作業の指示: 以下の入力データから、文字列「surface」を含む行をすべて選び出し、書き写してください。

[ラベル付けコレクションの項目]
══════════════════════════════
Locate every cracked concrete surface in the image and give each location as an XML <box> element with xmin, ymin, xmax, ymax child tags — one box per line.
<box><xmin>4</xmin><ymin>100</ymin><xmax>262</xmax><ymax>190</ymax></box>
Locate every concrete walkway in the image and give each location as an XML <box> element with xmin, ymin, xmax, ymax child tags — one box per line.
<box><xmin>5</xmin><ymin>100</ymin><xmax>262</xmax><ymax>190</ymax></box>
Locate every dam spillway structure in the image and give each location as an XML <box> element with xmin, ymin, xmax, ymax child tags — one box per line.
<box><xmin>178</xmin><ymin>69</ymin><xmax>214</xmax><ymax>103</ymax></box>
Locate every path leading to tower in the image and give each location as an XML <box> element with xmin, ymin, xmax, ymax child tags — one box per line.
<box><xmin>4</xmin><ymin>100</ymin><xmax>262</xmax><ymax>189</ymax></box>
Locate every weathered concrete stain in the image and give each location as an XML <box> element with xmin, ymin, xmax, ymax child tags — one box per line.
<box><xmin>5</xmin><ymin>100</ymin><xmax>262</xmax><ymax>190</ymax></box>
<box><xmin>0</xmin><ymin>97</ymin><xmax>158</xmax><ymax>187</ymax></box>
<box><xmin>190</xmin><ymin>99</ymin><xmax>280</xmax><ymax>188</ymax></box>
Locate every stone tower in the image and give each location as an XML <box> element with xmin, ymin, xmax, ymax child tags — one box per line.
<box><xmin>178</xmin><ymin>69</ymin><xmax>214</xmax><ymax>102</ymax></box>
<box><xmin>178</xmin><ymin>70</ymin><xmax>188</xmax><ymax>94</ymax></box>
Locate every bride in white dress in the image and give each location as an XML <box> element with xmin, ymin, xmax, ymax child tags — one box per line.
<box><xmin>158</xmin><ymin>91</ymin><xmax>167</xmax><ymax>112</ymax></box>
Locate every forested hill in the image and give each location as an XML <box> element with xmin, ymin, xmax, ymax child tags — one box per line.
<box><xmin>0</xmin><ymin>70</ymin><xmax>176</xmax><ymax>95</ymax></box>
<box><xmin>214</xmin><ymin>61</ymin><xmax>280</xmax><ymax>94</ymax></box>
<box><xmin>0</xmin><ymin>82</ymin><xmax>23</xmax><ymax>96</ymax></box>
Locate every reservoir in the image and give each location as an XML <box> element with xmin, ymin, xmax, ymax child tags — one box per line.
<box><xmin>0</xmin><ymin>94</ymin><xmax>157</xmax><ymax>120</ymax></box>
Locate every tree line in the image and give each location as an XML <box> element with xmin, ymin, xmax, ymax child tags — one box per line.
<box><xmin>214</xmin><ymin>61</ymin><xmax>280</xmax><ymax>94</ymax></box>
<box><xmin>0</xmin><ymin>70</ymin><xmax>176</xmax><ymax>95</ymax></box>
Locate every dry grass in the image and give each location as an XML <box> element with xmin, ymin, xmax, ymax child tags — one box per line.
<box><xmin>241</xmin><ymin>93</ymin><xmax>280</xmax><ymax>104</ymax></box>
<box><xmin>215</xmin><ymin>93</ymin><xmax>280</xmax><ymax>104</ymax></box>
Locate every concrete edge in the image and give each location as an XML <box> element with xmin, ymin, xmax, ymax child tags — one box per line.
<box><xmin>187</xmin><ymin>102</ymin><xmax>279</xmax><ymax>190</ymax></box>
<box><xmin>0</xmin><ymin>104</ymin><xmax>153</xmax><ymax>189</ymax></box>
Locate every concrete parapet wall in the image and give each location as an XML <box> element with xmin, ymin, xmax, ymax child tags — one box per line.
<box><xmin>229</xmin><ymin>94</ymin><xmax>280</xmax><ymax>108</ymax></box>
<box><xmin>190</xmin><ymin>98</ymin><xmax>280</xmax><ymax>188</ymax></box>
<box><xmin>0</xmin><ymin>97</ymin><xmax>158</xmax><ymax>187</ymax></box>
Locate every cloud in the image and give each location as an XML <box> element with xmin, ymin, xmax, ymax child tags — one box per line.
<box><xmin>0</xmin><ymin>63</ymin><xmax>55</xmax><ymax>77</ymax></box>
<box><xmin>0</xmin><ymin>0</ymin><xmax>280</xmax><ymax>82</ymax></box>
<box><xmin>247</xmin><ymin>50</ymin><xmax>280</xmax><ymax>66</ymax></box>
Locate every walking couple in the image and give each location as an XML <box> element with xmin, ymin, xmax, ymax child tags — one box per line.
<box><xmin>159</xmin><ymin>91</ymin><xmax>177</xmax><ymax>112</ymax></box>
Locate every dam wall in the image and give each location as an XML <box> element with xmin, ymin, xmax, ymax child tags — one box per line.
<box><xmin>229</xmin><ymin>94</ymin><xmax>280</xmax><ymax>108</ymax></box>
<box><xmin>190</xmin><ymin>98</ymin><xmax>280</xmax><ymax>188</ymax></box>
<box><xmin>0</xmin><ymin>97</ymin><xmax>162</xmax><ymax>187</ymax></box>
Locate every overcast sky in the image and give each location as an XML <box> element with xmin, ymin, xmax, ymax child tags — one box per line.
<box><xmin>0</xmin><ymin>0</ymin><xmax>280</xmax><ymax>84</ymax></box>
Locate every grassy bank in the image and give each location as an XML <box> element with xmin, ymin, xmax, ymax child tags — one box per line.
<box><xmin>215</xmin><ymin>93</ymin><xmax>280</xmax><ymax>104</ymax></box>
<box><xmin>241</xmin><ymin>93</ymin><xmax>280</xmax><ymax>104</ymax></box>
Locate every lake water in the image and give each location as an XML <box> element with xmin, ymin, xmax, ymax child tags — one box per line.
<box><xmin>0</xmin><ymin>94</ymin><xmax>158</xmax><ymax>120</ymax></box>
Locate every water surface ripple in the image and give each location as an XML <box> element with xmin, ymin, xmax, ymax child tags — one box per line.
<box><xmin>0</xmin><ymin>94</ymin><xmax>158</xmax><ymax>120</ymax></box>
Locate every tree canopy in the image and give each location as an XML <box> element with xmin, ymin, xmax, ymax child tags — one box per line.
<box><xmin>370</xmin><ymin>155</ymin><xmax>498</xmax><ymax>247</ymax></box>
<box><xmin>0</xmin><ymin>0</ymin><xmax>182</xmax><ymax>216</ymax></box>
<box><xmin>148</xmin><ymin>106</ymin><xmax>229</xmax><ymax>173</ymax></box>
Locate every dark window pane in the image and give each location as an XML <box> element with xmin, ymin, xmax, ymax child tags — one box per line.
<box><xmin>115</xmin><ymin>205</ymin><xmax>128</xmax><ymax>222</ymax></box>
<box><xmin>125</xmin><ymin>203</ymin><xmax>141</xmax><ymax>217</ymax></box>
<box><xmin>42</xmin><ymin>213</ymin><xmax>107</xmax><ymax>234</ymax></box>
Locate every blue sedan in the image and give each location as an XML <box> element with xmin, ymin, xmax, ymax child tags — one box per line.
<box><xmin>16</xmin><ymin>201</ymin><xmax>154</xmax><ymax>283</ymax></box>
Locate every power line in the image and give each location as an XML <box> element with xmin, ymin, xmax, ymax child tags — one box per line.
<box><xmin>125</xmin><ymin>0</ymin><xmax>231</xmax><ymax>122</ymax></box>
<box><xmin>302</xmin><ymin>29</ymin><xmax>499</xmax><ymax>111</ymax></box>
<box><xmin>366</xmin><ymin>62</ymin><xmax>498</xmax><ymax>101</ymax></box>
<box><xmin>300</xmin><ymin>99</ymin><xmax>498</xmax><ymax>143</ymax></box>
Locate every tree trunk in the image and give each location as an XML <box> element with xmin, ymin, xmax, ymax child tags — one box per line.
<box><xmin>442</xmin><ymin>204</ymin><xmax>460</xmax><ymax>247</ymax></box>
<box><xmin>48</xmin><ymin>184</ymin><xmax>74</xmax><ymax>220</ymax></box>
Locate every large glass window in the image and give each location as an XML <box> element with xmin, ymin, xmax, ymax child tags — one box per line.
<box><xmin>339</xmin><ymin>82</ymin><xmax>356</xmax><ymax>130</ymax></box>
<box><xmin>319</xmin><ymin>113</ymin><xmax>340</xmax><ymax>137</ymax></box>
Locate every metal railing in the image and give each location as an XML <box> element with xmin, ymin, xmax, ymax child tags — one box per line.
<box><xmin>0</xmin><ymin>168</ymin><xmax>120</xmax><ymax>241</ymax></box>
══════════════════════════════
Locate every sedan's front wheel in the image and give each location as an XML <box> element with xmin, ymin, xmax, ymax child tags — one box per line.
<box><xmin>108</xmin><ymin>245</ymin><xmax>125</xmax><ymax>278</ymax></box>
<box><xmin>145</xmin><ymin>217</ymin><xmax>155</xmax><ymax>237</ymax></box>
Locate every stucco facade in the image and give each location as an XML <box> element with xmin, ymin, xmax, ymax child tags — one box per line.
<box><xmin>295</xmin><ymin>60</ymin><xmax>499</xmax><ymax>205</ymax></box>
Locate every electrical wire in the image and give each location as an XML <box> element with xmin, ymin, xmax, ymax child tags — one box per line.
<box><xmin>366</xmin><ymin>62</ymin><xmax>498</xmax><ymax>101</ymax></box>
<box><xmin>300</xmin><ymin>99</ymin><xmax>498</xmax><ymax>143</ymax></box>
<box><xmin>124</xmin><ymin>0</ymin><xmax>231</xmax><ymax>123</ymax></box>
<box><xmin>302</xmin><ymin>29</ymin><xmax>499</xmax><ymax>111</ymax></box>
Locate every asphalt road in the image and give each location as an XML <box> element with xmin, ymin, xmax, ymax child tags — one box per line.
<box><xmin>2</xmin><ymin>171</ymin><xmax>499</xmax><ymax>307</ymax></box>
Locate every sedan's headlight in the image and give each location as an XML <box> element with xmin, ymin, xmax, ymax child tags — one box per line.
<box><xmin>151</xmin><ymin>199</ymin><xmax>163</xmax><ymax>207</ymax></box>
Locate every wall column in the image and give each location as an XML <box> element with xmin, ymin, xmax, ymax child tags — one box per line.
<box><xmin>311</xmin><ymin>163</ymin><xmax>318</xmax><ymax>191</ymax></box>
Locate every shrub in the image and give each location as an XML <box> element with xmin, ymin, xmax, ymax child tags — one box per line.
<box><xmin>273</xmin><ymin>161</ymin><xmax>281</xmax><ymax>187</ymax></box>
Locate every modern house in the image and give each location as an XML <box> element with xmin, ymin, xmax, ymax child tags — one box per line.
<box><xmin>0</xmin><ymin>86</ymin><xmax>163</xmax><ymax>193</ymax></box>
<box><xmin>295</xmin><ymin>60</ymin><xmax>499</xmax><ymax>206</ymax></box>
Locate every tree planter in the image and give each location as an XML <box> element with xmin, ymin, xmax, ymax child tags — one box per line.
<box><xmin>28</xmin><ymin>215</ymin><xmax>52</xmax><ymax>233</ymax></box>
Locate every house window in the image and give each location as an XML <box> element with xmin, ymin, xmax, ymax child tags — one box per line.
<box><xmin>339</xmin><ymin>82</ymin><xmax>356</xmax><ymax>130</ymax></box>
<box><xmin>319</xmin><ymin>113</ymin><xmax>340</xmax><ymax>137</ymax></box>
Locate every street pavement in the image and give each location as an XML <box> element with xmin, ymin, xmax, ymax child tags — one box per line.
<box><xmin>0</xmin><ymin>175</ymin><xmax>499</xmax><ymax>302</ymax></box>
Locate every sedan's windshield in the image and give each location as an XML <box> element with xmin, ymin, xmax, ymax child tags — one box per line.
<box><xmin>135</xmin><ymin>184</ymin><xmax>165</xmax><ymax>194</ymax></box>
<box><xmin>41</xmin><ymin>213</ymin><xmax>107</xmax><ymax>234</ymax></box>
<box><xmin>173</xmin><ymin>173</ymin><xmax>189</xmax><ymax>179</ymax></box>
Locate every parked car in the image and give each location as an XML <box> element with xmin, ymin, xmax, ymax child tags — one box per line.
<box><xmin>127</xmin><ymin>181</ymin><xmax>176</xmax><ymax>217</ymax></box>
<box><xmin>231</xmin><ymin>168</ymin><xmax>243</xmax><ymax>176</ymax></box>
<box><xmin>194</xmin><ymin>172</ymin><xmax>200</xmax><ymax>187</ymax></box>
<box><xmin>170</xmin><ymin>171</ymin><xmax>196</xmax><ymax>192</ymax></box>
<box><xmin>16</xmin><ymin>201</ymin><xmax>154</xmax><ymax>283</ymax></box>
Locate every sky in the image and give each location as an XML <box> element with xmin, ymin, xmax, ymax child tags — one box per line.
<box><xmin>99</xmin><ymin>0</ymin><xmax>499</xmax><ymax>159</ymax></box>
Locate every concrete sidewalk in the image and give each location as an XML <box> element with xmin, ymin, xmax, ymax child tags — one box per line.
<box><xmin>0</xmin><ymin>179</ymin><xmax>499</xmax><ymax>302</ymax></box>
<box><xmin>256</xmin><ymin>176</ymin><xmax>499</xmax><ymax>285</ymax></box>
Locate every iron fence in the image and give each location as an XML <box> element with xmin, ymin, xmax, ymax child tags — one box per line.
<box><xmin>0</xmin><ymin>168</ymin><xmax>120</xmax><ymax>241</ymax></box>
══════════════════════════════
回答:
Locate every cracked concrete surface in the image and give each location as an XML <box> element with xmin, ymin, xmax, ymax child tags — one box per line.
Locate every water surface ripple in the image and give each location as an XML <box> element with xmin, ymin, xmax, ymax child tags — one box per line.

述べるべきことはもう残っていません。